Given task> Rescale a section of the material below: begin at the line that contains "Please pin the black glove" and stop after the line that contains "Please pin the purple", reproducing only those lines, requests included. Multiply every x and y coordinate in the answers by 0.4 and round each result to a whole number, with halves rounded up.
--- begin Supplied data ---
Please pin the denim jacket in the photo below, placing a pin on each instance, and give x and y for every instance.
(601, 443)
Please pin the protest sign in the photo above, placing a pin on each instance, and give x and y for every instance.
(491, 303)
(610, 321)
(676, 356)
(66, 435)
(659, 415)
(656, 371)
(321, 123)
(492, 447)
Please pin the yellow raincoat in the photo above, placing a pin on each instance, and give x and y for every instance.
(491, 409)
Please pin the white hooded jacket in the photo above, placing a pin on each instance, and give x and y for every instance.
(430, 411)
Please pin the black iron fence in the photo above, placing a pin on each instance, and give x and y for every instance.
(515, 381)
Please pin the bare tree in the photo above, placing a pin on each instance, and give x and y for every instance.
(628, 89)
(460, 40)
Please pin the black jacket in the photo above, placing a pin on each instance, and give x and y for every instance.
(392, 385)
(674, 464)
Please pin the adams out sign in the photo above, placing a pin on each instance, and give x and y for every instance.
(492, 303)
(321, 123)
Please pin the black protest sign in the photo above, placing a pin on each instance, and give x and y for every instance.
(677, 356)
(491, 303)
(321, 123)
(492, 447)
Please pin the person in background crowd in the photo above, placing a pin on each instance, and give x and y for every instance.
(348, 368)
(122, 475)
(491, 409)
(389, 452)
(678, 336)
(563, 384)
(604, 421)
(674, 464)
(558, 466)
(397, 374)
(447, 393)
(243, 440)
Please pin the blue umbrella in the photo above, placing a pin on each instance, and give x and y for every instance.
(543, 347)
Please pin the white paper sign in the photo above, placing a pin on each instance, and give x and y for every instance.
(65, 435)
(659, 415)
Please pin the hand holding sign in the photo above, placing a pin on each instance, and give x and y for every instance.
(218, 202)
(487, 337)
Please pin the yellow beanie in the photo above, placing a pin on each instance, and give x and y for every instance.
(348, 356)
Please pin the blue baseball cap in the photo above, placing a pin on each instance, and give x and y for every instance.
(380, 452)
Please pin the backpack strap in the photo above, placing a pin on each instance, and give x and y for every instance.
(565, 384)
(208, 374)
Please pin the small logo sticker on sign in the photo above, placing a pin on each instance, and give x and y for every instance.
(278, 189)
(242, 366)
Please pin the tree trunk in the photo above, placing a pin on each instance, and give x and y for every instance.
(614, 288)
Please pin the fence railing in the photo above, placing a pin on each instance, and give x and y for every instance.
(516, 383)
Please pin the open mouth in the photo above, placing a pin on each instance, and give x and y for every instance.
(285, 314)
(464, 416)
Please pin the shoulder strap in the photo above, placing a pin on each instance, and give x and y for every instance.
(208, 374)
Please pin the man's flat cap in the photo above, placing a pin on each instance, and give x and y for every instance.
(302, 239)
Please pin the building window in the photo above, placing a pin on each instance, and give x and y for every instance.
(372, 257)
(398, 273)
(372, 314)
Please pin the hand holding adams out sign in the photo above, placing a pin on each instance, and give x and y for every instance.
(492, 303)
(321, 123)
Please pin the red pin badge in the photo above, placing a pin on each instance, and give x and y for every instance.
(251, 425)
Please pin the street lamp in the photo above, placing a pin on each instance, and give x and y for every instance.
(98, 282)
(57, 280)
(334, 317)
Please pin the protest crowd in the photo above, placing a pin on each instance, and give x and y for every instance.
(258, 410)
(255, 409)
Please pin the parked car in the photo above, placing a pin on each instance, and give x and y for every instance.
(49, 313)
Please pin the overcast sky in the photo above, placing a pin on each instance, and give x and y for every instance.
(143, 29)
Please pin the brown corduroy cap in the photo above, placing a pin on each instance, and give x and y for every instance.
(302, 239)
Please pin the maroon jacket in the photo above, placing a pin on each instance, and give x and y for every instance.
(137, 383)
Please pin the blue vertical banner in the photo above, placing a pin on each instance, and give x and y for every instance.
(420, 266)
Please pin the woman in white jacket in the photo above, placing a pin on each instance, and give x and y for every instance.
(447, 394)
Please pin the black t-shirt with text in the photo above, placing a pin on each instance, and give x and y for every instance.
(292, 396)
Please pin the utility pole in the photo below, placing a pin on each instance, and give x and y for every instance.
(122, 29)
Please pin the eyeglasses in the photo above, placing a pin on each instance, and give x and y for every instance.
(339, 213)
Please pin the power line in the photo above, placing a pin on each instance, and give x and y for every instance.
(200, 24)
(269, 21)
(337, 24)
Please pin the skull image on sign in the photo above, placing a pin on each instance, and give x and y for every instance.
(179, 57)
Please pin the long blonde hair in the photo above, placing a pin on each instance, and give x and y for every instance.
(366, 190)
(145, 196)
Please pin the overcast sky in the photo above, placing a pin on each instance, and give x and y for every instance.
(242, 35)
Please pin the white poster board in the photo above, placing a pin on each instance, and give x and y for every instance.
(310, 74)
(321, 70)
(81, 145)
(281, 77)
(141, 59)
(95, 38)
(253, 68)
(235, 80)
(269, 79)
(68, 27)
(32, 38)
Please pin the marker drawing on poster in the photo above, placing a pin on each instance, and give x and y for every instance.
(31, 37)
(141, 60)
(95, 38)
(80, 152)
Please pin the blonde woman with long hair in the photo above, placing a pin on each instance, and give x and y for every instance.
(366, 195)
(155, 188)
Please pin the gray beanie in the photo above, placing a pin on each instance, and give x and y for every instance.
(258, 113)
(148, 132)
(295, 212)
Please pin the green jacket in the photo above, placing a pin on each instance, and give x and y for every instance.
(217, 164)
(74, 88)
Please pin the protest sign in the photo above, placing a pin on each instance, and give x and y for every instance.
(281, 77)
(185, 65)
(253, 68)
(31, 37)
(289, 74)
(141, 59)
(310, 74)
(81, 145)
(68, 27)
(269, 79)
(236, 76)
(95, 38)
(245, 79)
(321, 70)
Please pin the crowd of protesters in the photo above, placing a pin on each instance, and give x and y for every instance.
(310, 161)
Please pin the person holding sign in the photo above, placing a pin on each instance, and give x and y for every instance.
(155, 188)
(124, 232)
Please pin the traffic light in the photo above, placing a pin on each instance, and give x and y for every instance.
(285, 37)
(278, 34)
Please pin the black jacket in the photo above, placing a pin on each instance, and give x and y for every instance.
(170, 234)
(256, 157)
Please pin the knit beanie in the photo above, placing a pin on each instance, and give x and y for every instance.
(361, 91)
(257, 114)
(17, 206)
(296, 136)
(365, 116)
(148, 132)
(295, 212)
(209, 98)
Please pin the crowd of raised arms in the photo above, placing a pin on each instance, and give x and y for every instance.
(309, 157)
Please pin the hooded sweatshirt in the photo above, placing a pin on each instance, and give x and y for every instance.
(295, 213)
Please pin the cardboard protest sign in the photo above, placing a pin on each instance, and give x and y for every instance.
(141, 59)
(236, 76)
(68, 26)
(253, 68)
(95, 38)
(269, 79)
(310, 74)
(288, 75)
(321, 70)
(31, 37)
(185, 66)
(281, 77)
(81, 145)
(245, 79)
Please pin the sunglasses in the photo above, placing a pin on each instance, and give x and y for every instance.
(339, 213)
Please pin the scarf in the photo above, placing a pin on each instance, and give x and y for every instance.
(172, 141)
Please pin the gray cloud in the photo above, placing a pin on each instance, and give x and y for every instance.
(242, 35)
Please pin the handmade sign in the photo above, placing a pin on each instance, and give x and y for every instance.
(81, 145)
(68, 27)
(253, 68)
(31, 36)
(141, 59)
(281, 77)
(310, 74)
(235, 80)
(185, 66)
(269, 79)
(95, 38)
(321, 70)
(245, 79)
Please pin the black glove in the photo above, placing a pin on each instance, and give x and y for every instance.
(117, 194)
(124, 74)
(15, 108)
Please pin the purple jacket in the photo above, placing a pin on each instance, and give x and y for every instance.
--- end Supplied data ---
--- begin Supplied data ---
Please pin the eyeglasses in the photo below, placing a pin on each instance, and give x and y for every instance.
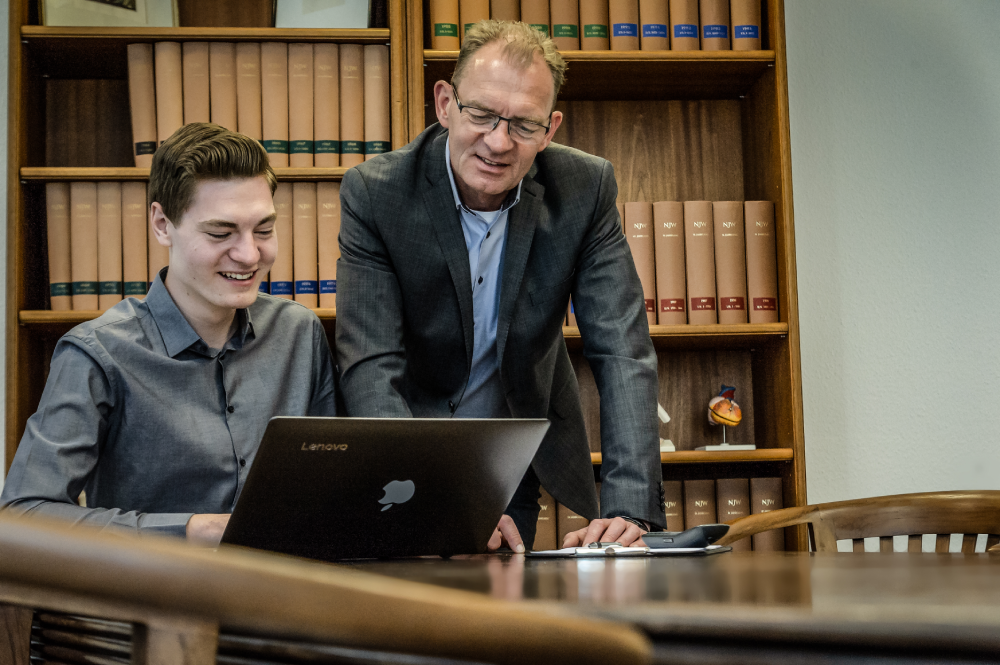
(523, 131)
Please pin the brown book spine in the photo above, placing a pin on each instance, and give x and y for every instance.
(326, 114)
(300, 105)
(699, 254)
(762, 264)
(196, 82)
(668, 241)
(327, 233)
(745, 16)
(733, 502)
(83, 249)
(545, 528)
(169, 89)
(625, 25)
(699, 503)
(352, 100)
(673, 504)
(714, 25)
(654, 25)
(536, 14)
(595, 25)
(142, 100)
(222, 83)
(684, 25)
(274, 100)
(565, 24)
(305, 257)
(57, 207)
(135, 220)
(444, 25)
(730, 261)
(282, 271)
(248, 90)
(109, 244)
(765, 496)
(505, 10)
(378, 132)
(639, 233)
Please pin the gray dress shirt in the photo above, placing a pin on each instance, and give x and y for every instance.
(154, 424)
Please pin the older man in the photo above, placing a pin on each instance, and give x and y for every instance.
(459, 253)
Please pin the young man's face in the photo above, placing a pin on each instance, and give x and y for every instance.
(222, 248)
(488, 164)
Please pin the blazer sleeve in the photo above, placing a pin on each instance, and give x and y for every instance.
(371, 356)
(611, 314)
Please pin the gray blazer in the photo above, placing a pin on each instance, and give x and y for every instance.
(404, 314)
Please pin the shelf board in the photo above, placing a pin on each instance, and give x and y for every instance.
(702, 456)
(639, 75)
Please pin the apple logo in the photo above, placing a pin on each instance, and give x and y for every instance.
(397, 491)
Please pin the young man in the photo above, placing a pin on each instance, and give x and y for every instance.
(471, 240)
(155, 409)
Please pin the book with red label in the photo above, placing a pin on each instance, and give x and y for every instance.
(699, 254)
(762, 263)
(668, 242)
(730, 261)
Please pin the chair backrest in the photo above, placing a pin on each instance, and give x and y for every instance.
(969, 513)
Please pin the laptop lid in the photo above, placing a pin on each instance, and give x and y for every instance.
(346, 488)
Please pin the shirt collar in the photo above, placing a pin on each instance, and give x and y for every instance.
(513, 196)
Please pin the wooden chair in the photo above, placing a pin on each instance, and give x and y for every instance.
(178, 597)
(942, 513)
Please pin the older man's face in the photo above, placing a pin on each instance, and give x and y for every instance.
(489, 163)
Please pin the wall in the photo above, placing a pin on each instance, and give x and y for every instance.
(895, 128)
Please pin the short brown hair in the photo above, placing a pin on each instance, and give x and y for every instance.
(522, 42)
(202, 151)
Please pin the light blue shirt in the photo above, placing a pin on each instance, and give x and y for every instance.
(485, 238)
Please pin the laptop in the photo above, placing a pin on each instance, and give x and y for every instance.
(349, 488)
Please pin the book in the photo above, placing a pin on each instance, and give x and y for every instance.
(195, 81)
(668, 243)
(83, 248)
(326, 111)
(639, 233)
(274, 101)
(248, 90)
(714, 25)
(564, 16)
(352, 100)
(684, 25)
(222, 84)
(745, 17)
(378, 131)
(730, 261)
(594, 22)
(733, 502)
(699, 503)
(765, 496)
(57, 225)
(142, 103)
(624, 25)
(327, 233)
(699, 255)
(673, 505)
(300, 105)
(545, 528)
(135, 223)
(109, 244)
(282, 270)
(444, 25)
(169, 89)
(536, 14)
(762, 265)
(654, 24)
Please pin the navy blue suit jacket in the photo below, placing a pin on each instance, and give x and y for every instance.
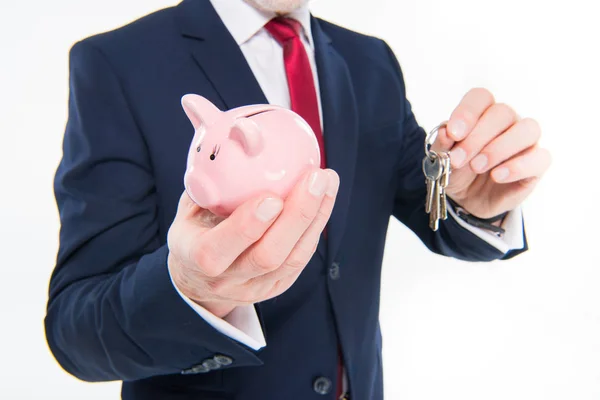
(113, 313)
--- end Supplied data ---
Task result>
Please pin the black glove in the photo above, placing a pin on each instance, and give x and y for every instance.
(47, 78)
(50, 30)
(6, 43)
Please pin the purple jacket in the photo above, placing a pin on each instance, and give x and y for every instance.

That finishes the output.